Listing:
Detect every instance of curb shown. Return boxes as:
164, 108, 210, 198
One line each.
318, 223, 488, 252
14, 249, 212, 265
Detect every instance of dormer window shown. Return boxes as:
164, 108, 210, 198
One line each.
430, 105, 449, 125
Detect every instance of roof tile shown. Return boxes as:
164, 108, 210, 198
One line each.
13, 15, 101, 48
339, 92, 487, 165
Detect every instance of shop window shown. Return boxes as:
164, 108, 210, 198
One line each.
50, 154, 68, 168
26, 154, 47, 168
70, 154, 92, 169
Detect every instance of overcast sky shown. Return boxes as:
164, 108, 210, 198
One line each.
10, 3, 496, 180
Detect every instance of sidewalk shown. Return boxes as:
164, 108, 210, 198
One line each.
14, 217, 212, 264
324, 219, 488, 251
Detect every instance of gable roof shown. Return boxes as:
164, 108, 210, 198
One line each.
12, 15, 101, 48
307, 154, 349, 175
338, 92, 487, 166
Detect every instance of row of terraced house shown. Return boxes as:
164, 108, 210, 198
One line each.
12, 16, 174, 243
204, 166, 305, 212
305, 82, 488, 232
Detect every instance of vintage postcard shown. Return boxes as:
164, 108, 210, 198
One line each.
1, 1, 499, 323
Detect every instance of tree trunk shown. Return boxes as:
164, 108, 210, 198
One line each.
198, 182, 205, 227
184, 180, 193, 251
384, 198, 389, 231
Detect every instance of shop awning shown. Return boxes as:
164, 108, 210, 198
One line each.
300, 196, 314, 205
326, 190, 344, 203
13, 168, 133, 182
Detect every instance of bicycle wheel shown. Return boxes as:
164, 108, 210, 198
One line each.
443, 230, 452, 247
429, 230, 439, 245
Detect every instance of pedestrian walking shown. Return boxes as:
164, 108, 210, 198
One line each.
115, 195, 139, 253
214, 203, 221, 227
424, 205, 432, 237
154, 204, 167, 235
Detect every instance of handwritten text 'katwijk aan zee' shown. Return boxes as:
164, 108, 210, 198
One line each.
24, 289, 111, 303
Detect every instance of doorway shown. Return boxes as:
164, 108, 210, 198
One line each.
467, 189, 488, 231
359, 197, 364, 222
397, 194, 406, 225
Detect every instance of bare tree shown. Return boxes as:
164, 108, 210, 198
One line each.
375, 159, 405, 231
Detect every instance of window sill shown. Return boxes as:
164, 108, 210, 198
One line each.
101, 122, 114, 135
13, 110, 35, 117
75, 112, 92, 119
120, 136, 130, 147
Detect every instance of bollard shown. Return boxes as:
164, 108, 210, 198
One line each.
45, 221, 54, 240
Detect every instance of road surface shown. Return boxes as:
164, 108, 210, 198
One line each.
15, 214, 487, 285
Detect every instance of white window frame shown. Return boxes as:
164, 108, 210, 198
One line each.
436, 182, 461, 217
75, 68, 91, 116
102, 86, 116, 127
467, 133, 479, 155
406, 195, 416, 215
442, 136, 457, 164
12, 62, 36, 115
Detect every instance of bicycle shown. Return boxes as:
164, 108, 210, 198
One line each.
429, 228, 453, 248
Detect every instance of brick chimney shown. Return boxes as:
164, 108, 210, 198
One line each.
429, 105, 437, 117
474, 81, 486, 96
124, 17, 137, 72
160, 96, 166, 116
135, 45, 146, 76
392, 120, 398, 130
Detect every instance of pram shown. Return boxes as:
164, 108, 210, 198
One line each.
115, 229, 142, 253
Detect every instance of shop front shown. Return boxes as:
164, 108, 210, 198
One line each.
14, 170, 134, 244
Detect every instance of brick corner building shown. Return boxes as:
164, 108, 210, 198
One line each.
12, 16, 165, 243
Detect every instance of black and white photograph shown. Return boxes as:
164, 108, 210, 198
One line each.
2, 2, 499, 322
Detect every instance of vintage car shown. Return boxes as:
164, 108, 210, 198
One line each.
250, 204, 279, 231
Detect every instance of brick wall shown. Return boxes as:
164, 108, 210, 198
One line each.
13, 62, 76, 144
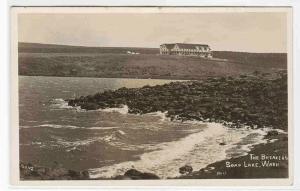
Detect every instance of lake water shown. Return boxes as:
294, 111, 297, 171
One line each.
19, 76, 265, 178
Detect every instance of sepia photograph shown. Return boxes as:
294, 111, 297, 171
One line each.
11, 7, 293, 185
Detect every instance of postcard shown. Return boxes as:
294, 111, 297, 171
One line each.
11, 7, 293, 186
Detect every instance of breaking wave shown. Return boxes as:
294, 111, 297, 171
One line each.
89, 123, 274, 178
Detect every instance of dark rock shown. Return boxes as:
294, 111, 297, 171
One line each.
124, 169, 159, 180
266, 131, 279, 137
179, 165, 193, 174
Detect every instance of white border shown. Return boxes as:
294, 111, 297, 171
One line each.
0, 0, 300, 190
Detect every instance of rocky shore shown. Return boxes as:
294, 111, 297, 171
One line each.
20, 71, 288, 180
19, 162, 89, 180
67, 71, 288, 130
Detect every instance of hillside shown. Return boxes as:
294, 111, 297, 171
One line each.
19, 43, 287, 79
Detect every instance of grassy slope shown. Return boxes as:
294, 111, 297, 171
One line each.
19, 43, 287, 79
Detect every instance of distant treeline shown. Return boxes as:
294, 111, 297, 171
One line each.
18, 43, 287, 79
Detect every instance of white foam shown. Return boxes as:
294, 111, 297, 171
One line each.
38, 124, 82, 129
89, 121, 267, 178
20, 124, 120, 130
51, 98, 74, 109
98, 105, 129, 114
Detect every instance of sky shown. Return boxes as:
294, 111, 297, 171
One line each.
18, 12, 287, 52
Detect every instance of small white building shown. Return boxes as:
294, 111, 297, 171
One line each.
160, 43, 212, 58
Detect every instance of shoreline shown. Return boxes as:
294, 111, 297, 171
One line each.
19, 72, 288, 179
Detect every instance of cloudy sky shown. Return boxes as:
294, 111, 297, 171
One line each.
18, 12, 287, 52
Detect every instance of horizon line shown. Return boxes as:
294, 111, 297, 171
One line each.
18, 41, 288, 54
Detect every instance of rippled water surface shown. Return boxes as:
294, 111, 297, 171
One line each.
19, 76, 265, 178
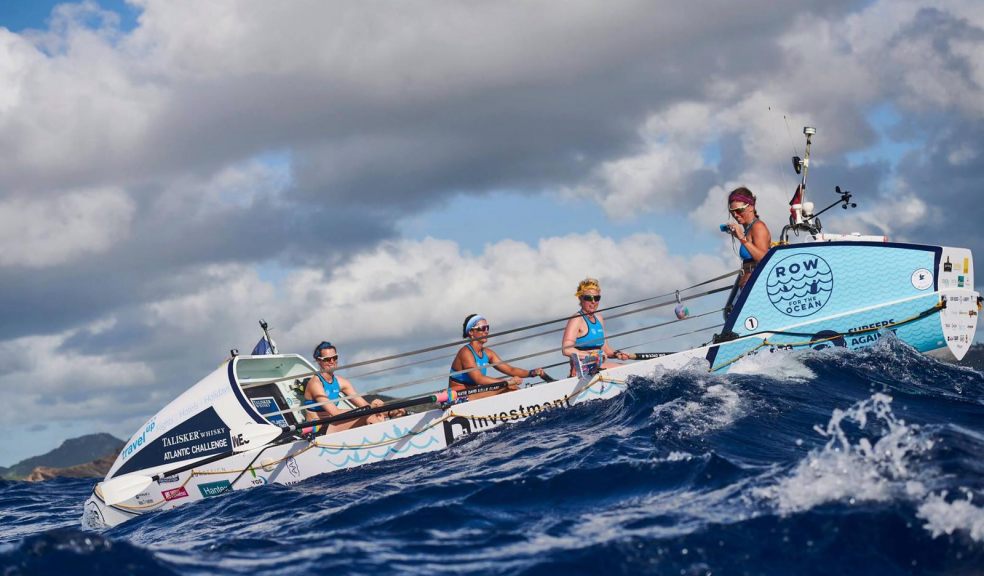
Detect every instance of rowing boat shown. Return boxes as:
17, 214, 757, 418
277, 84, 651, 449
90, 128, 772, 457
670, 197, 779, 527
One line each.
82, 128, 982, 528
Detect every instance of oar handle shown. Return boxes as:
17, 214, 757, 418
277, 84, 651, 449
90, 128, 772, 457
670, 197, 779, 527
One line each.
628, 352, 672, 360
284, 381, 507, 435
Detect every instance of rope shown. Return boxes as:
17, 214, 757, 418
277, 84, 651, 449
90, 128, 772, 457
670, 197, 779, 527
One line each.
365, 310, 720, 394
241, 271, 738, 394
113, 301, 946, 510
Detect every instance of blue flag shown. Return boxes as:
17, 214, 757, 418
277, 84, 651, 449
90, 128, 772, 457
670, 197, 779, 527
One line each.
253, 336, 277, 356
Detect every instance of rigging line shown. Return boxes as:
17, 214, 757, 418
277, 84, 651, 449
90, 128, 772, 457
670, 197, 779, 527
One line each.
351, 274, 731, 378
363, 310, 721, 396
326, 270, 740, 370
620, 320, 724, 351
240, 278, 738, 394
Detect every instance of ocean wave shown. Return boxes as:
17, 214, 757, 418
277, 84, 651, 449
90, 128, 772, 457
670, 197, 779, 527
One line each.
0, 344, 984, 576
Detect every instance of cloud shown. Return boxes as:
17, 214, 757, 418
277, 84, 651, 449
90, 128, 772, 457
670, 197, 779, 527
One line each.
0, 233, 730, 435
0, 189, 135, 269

...

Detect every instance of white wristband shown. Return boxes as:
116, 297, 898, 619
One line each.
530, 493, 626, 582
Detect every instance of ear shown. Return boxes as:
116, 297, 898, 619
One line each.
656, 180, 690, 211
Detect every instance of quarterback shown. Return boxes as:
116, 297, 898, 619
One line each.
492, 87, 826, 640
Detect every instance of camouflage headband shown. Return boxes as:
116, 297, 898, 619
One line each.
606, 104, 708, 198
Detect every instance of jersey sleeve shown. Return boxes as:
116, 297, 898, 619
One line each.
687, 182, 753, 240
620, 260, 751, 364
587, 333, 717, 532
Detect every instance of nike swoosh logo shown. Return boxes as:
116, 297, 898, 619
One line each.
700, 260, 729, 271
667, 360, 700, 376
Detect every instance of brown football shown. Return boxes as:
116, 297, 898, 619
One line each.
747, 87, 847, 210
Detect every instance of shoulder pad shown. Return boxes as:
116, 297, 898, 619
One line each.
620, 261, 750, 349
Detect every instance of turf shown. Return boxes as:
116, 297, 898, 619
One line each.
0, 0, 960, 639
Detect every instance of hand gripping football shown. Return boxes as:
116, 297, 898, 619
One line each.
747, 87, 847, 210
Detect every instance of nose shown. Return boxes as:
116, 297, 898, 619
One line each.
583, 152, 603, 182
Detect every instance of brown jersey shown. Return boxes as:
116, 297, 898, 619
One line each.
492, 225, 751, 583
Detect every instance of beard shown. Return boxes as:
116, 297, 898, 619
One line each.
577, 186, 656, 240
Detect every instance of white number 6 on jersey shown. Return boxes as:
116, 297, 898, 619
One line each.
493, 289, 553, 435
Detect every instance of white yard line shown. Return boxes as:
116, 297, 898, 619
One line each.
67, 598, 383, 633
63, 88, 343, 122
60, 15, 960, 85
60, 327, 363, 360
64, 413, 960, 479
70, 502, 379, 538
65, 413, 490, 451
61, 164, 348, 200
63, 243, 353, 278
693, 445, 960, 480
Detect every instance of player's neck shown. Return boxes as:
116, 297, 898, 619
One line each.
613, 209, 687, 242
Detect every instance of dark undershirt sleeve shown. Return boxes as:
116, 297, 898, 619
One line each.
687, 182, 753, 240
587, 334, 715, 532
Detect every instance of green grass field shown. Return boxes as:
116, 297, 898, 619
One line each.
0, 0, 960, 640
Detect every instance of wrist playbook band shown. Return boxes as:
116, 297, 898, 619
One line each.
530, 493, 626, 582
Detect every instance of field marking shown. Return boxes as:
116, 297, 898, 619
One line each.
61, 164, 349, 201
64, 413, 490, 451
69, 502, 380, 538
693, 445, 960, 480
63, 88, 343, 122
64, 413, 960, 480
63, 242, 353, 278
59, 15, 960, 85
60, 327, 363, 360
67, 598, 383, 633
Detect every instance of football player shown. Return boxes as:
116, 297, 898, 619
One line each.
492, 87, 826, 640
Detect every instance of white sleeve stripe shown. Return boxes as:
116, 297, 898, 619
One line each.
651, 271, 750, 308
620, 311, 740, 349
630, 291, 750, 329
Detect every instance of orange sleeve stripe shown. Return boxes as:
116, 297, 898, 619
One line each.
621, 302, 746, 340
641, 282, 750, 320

Problem to work on:
Express the lines from the one containing "Detect every instance of ocean" through the one containing "0, 189, 135, 269", both included, as a JSON list of strings with one string per line. Leave out any blank lines.

Result:
[
  "Detect every instance of ocean wave shown. Return boxes as:",
  "17, 214, 757, 418",
  "277, 84, 651, 449",
  "90, 128, 772, 457",
  "670, 197, 779, 527",
  "One line each.",
  "0, 344, 984, 576",
  "Detect every instance of cloud shown. Return boxes as:",
  "17, 214, 757, 418",
  "277, 84, 651, 449",
  "90, 128, 772, 457",
  "670, 197, 779, 527",
  "One line each.",
  "0, 233, 730, 435",
  "0, 189, 135, 269"
]